> _Problem requirements_
Write out again only the lines running from the one that contains "If you could mark the overcast" to the end of the records below, including both the first and the last.

Records contained in a dataset:
#####
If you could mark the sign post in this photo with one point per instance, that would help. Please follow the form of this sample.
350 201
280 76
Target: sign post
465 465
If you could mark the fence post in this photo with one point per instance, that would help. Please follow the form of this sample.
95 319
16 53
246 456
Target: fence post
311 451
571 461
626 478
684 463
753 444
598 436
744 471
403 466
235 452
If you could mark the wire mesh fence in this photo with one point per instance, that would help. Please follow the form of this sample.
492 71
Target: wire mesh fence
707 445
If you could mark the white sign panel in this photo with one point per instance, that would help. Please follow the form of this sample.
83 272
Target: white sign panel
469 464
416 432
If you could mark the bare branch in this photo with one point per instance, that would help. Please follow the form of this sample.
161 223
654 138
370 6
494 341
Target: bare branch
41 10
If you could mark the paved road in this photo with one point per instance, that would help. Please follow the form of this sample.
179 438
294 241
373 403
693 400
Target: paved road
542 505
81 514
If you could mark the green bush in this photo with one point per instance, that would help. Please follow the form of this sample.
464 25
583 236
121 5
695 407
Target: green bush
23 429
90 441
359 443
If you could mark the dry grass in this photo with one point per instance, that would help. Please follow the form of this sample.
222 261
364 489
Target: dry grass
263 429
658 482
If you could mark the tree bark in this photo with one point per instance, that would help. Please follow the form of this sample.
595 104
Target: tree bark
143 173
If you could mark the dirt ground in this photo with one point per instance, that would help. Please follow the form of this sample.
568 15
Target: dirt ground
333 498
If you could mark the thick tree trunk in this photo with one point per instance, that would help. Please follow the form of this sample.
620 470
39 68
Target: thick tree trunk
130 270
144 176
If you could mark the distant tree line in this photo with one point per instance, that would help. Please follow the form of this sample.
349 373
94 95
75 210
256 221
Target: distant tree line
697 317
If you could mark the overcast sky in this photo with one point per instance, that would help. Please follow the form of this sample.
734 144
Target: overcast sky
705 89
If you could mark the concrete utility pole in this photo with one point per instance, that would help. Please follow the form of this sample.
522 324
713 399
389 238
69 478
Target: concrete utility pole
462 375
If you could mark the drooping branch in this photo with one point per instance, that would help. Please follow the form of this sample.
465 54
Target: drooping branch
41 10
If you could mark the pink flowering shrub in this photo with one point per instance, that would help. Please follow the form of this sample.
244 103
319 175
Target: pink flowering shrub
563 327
#####
> _Reply_
If you could mark the overcast sky in this photo with one point per instance, that would help. Please follow the form of this sample.
734 144
Target: overcast sky
705 89
If you could mark the concrete utility pole in this photo with one point per instance, that would help. Please follow the form of this sample.
522 324
713 399
389 238
69 478
Target: concrete utility pole
462 375
If you could mark the drooping branch in this photo with one point per instance, that would help. Please follow the form of this sample.
465 54
Target: drooping branch
41 10
If you could mark the pink flowering shrub in this photo with one point per instance, that would help. Please follow the form of this sample.
244 103
319 175
Target: pink flowering shrub
563 327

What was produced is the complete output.